- [O que se pede]:
Devolva todas as linhas dos registros abaixo, sem mudar nada.

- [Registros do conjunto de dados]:
============================================================

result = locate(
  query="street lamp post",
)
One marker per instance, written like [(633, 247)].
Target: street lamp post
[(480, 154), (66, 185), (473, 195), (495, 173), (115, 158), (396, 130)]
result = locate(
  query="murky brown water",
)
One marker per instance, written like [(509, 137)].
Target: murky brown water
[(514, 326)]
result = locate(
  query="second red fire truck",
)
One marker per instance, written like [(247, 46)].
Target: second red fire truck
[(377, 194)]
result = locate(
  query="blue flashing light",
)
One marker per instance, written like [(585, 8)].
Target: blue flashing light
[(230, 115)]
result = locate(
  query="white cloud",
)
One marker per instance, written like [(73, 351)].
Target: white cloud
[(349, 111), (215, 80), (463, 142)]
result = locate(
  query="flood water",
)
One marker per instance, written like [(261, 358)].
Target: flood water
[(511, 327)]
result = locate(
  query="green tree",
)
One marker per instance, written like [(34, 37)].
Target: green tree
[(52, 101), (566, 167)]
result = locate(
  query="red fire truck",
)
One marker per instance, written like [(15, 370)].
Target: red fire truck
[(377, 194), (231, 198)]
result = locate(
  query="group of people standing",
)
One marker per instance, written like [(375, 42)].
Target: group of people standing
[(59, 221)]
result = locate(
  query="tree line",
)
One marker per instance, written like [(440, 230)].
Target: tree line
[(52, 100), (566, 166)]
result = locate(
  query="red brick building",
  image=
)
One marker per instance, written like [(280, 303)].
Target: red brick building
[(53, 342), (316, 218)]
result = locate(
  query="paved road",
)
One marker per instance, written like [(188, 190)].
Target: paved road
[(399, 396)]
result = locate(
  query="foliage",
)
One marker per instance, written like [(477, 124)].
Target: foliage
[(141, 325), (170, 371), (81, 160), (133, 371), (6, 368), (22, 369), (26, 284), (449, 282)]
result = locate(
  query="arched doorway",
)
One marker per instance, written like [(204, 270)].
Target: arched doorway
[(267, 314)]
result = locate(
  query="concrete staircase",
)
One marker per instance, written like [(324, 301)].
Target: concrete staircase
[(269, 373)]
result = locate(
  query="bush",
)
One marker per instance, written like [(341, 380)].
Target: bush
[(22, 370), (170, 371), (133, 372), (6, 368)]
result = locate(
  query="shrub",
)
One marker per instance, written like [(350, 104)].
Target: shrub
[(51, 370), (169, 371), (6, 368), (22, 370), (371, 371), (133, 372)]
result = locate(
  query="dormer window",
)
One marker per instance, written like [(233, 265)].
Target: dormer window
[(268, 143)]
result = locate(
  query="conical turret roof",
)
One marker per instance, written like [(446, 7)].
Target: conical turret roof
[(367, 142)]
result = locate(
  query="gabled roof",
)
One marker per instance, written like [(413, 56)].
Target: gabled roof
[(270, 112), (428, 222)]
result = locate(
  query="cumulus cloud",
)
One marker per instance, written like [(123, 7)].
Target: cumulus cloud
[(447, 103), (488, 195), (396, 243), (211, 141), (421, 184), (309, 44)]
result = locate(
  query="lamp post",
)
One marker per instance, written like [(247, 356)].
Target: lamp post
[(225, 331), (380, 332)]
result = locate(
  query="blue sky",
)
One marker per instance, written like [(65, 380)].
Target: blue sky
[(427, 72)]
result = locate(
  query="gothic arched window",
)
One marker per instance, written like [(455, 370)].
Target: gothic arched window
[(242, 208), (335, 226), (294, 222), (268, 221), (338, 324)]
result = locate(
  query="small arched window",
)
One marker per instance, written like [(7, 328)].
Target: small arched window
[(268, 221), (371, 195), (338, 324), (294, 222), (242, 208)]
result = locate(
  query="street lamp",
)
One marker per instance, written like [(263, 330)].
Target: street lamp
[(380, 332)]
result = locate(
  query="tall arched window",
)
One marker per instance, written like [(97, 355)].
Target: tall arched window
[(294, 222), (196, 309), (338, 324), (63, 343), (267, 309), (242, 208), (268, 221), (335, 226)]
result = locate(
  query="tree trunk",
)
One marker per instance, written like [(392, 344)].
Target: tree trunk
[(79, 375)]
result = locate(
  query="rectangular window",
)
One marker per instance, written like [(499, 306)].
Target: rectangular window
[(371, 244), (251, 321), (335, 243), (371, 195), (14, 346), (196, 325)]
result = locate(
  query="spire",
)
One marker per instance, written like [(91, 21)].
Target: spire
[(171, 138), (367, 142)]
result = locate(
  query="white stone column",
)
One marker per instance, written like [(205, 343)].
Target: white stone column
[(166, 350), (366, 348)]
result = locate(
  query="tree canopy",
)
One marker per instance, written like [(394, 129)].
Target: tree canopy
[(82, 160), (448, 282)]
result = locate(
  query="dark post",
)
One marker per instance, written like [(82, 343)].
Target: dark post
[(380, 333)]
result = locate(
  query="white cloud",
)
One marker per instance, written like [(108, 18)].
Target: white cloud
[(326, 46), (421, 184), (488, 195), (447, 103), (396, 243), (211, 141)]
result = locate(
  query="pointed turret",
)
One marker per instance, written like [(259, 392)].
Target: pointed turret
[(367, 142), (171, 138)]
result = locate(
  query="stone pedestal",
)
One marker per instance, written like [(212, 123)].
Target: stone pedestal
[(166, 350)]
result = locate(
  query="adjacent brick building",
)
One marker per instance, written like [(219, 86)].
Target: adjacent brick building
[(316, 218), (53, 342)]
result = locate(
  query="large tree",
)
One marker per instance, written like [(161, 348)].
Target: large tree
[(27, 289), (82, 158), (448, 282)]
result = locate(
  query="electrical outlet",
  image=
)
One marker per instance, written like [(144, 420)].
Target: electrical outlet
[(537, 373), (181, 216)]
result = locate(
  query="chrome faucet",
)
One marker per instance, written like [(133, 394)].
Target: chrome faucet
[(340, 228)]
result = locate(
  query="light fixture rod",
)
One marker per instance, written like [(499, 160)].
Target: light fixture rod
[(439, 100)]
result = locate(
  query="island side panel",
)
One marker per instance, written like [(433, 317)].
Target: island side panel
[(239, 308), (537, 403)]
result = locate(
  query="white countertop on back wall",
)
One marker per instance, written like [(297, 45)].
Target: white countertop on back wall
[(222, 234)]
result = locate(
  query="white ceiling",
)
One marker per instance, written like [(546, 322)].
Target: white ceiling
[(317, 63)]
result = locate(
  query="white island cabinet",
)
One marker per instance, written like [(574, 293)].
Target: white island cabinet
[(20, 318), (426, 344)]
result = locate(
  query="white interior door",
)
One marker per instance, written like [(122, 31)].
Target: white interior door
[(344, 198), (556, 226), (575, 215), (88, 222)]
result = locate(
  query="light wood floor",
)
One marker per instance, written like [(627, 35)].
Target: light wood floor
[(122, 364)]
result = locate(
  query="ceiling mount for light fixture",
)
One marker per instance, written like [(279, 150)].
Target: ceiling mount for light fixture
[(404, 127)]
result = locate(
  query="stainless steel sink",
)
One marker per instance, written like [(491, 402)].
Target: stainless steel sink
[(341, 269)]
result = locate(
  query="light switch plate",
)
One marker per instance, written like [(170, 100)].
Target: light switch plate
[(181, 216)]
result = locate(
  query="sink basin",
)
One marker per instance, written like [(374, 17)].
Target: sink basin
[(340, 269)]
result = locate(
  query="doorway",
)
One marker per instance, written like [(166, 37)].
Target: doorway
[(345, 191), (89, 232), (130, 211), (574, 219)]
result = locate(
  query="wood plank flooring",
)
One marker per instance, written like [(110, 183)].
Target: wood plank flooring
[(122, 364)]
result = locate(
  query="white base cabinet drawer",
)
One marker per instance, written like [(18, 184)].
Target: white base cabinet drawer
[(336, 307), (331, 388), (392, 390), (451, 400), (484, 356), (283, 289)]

============================================================

- [Resposta do exercício]:
result = locate(
  query="street lamp post",
)
One marker per instance, written like [(633, 247)].
Target: street lamp post
[(480, 154), (66, 185), (473, 195), (495, 173), (115, 158), (396, 130)]
result = locate(
  query="murky brown water",
)
One marker per instance, written like [(509, 137)].
Target: murky brown water
[(514, 326)]
result = locate(
  query="second red fire truck",
)
One marker per instance, written like [(247, 46)].
Target: second red fire truck
[(377, 194)]
result = locate(
  query="blue flashing light",
)
One marker per instance, written like [(585, 8)].
Target: blue flashing light
[(230, 115)]
result = locate(
  query="white cloud",
)
One marker per instance, written like [(73, 351)].
Target: white cloud
[(349, 111), (215, 80), (463, 142)]
result = locate(
  query="flood water",
)
One marker per instance, written like [(261, 358)].
Target: flood water
[(511, 327)]
result = locate(
  query="green tree",
)
One marker per instance, written like [(34, 37)].
Target: green tree
[(52, 101), (566, 167)]
result = locate(
  query="red fire truck",
)
One marker per instance, written like [(15, 370)].
Target: red fire truck
[(377, 194), (231, 198)]
result = locate(
  query="group of people standing",
)
One marker per instance, written like [(375, 42)].
Target: group of people standing
[(59, 221)]
result = locate(
  query="tree line",
)
One marker per instance, written like [(440, 230)].
Target: tree line
[(52, 100), (566, 166)]
result = locate(
  query="red brick building",
  image=
)
One marker per instance, written like [(280, 303)].
Target: red brick building
[(53, 342), (316, 218)]
result = locate(
  query="paved road",
)
One marker per instance, written like [(188, 190)].
Target: paved road
[(399, 396)]
result = locate(
  query="foliage",
)
One marker per instance, written like [(477, 124)].
Target: foliage
[(141, 325), (170, 371), (81, 160), (133, 371), (6, 368), (22, 369), (26, 284), (449, 282)]
result = locate(
  query="arched doorway",
)
One marker per instance, written like [(204, 270)].
Target: arched doorway
[(267, 314)]
result = locate(
  query="concrete staircase",
)
One marker per instance, written like [(324, 301)].
Target: concrete staircase
[(269, 373)]
result = locate(
  query="bush",
)
One marker per instance, written like [(341, 380)].
Target: bush
[(22, 370), (170, 371), (133, 372), (6, 368)]
result = locate(
  query="shrub",
)
One marker per instance, written like [(350, 104)].
Target: shrub
[(51, 370), (169, 371), (6, 368), (22, 370), (371, 371), (133, 372)]
result = locate(
  query="dormer window",
)
One marker per instance, written like [(233, 265)].
Target: dormer window
[(268, 143)]
result = locate(
  query="conical turret roof",
)
One marker per instance, written like [(446, 7)].
Target: conical turret roof
[(367, 142)]
result = locate(
  query="gabled roof",
)
One marker per instance, written like [(413, 56)].
Target: gabled roof
[(270, 112), (428, 222)]
result = locate(
  query="cumulus cloud",
)
One marker per instance, written like [(123, 7)].
Target: cumulus cloud
[(447, 103), (488, 195), (396, 243), (211, 141), (421, 184), (309, 44)]
result = locate(
  query="lamp post",
)
One marker per instance, written like [(247, 356)].
Target: lamp post
[(225, 331), (380, 332)]
result = locate(
  query="blue sky",
)
One marker per instance, written like [(65, 380)].
Target: blue sky
[(427, 72)]
result = locate(
  query="gothic arched window",
)
One marker per instance, written like [(455, 370)].
Target: gothic arched window
[(242, 208), (335, 226), (294, 222), (268, 221), (338, 324)]
result = locate(
  query="small arched window",
)
One marker per instance, written like [(7, 328)].
Target: small arched window
[(268, 221), (371, 195), (338, 324), (294, 222), (242, 208)]
result = locate(
  query="street lamp",
)
One marker per instance, written like [(263, 330)].
Target: street lamp
[(380, 332)]
result = locate(
  query="tall arched window",
)
One marker per instance, written like [(97, 355)].
Target: tall arched window
[(294, 222), (196, 309), (338, 324), (63, 343), (267, 309), (242, 208), (268, 221), (335, 226)]
result = locate(
  query="tree trunk",
)
One marker per instance, written like [(392, 344)].
Target: tree trunk
[(79, 375)]
result = locate(
  query="rectangular window",
)
One marker per instance, written like [(499, 306)].
Target: rectangular window
[(371, 244), (251, 321), (335, 243), (371, 195), (14, 346), (196, 325)]
result = locate(
  query="spire",
)
One marker per instance, written like [(91, 21)].
Target: spire
[(171, 138), (367, 142)]
result = locate(
  query="white stone column",
)
One marker per instance, written like [(205, 343)].
Target: white stone column
[(166, 350), (366, 348)]
result = locate(
  query="tree canopy",
)
One marker per instance, written like [(394, 129)].
Target: tree canopy
[(82, 160), (448, 282)]
result = locate(
  query="dark post",
)
One marker per instance, written like [(82, 343)].
Target: dark post
[(380, 333)]
result = locate(
  query="white cloud",
)
One marker per instance, written like [(108, 18)].
Target: white cloud
[(326, 46), (421, 184), (488, 195), (447, 103), (396, 243), (211, 141)]
result = locate(
  query="pointed turret",
)
One marker per instance, written like [(259, 392)].
Target: pointed turret
[(367, 142), (171, 138)]
result = locate(
  query="stone pedestal",
)
One marker per instance, written like [(212, 123)].
Target: stone pedestal
[(166, 350)]
result = locate(
  query="adjacent brick building",
)
One marker per instance, written like [(219, 86)].
Target: adjacent brick building
[(316, 218), (53, 342)]
result = locate(
  query="large tree",
)
One marker per instance, written like [(161, 348)].
Target: large tree
[(27, 289), (82, 158), (448, 282)]
result = locate(
  query="electrical outlet",
  image=
)
One marker per instance, written like [(144, 420)].
Target: electrical outlet
[(537, 373), (181, 216)]
result = locate(
  query="chrome faucet",
)
One marker per instance, written like [(133, 394)].
Target: chrome faucet
[(340, 228)]
result = locate(
  query="light fixture rod",
)
One marker per instance, written like [(499, 160)].
Target: light fixture rod
[(439, 100)]
result = locate(
  query="island side panel",
)
One marker per instance, written like [(433, 317)].
Target: island side panel
[(239, 308), (537, 403)]
result = locate(
  query="white countertop on back wall",
)
One marker per instance, written like [(297, 45)].
Target: white countertop on back wall
[(222, 234)]
result = locate(
  query="white ceiling",
)
One marker per instance, written like [(546, 322)].
Target: white ceiling
[(317, 63)]
result = locate(
  query="white island cabinet",
)
One marker per instance, written like [(574, 293)].
Target: white island cabinet
[(20, 318), (426, 344)]
result = locate(
  query="white interior door",
)
One marker per instance, written like [(122, 31)].
Target: white interior door
[(344, 198), (556, 226), (575, 215), (88, 222)]
result = locate(
  query="light wood floor",
)
One marker per instance, written like [(627, 35)].
Target: light wood floor
[(122, 364)]
result = locate(
  query="ceiling mount for light fixture",
)
One marker per instance, written like [(279, 150)].
Target: ceiling mount for light fixture
[(404, 127)]
result = locate(
  query="stainless steel sink",
)
One marker per instance, written like [(491, 402)].
Target: stainless steel sink
[(341, 269)]
result = locate(
  query="light switch plate",
)
One marker per instance, written like [(170, 100)].
Target: light switch plate
[(181, 216)]
result = locate(
  query="sink basin",
)
One marker per instance, written like [(374, 17)].
Target: sink basin
[(340, 269)]
result = locate(
  query="doorway",
)
One marker per instance, written like [(166, 37)].
Target: doorway
[(345, 191), (89, 232), (130, 211), (574, 219)]
result = locate(
  query="wood plank flooring",
)
One marker per instance, written like [(110, 183)].
Target: wood plank flooring
[(122, 364)]
result = locate(
  query="white base cabinet drawer",
)
One marker per instance, written like [(18, 184)].
Target: white base cabinet drawer
[(336, 307), (331, 388), (392, 390), (451, 400), (484, 356), (283, 289)]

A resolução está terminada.